Give a verbatim repeat of the lines that run from the line containing "Please identify the woman's brown" to the end of the data below.

[Object location annotation data]
+---+

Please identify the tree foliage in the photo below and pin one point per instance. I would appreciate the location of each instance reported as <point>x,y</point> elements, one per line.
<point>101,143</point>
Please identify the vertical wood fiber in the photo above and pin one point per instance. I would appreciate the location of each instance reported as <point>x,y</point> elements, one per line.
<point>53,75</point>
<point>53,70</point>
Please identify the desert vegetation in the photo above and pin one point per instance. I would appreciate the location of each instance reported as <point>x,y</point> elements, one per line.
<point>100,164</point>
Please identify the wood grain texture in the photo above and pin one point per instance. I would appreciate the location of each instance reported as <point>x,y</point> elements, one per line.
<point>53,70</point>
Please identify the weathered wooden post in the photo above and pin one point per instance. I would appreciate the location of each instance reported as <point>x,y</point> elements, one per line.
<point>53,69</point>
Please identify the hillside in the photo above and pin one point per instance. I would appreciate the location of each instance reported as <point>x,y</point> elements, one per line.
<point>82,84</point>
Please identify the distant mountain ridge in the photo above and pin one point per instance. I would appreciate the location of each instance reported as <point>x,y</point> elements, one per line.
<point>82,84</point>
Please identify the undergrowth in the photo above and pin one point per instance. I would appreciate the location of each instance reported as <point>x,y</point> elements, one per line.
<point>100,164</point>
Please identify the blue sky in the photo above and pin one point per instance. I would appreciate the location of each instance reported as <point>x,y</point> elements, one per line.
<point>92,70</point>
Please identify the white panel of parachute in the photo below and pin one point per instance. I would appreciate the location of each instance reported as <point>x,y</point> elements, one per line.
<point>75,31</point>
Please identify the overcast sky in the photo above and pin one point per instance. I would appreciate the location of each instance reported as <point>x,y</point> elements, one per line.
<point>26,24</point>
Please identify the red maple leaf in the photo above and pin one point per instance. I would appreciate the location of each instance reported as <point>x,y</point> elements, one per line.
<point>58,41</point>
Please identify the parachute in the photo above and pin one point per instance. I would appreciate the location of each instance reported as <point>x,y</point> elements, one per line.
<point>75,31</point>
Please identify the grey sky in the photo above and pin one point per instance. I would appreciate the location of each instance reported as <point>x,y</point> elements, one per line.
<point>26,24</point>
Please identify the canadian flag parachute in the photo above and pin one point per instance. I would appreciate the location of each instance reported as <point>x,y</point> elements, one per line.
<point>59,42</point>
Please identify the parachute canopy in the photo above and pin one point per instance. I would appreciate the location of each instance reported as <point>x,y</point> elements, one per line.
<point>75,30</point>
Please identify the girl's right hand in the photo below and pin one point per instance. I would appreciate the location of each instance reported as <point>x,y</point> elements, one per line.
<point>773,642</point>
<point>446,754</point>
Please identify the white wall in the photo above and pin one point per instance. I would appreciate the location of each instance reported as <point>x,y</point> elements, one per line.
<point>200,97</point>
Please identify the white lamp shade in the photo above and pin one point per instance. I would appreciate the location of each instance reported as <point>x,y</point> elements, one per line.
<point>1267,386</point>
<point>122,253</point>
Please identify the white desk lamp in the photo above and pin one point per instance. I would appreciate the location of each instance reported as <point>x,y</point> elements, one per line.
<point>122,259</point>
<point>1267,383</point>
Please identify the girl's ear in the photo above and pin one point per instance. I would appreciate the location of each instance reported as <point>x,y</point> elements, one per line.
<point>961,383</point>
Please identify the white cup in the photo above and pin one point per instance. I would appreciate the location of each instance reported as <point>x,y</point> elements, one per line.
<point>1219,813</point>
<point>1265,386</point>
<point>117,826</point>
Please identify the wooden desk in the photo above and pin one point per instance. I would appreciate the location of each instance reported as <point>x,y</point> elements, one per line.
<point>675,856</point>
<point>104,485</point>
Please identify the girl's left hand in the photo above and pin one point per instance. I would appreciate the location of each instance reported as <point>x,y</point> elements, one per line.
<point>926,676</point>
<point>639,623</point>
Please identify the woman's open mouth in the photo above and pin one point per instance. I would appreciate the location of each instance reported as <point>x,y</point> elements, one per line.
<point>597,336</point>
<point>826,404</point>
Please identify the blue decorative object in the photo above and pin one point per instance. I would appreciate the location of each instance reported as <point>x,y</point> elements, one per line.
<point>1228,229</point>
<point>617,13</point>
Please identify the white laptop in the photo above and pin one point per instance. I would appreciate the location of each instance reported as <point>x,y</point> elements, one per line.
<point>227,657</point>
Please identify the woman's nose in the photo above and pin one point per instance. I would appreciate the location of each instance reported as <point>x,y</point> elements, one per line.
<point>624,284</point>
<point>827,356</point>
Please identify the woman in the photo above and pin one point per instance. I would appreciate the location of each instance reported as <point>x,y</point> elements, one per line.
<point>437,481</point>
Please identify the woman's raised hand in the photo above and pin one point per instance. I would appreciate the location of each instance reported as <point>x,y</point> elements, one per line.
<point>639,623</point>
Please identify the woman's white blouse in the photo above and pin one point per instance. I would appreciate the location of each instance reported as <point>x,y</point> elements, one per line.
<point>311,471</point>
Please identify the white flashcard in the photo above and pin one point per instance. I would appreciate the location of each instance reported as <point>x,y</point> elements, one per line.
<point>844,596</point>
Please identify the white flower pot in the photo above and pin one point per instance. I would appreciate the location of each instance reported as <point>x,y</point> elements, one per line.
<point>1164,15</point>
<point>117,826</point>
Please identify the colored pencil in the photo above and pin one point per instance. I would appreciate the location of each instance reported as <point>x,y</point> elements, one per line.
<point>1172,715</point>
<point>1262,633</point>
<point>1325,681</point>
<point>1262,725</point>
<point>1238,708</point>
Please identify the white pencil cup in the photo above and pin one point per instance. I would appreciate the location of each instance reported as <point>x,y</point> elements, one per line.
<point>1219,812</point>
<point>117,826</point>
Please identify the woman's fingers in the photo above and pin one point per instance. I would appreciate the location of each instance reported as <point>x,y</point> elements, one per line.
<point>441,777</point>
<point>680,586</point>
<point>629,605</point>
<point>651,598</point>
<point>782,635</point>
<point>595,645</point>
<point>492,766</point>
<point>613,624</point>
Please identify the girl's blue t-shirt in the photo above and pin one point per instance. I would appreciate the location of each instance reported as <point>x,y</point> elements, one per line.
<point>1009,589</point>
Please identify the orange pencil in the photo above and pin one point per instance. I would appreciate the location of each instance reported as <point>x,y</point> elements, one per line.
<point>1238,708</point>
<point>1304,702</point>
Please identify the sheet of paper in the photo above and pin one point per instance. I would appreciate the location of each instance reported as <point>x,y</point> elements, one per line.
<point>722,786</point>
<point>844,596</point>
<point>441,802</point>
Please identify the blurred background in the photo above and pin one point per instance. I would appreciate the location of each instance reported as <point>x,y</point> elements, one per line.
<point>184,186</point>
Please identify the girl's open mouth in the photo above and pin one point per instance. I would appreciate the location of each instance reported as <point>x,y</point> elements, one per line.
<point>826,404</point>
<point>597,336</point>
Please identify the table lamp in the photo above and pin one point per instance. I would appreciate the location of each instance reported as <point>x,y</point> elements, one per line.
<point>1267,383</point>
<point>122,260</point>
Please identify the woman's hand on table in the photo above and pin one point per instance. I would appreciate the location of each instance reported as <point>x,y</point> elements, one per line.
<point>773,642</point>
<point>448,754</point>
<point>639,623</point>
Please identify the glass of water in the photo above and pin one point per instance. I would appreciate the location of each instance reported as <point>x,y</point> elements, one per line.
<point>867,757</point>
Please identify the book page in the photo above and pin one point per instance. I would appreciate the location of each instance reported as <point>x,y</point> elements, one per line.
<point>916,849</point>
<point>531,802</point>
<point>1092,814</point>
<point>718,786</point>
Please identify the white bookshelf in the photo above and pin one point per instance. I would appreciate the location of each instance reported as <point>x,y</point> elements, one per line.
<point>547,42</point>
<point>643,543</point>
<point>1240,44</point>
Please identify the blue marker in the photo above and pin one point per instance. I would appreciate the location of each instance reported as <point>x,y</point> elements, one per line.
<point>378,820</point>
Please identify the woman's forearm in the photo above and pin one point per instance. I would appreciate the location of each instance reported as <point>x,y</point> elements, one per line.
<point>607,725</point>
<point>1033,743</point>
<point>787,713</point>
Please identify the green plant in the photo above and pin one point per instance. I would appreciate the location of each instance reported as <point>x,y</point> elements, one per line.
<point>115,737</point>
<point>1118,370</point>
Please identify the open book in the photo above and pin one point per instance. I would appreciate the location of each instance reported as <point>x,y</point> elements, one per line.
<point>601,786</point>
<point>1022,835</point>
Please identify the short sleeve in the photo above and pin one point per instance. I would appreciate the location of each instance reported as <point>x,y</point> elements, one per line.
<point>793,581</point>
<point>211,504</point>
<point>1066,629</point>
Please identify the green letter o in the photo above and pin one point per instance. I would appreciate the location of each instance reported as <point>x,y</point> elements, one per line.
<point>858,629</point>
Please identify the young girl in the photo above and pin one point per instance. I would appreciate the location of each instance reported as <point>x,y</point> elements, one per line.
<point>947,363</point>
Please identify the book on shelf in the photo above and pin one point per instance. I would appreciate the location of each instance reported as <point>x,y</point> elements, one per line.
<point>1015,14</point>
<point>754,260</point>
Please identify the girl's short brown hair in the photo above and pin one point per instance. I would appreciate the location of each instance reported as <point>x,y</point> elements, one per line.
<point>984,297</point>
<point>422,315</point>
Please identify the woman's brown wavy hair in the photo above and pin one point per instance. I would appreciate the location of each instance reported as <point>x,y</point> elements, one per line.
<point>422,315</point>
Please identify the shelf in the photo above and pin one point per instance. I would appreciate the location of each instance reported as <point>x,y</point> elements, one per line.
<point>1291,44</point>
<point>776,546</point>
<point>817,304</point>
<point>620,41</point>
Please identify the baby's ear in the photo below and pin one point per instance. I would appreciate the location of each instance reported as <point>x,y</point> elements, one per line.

+---+

■ Written response ■
Please identify the woman's brown wavy hair in the photo above and pin one point per instance. I would appreciate the location of each instance reported as <point>x,y</point> elements, one per line.
<point>422,315</point>
Please identify the shelf in the photo above and pin one point per instance. I would appreciate the location of each instance reported as <point>x,y</point> elements, one per line.
<point>1291,44</point>
<point>776,546</point>
<point>817,304</point>
<point>620,41</point>
Please identify the baby's ear in the photo below and pin one point per instance. I would appreciate the location of each instance reported as <point>x,y</point> elements, one per line.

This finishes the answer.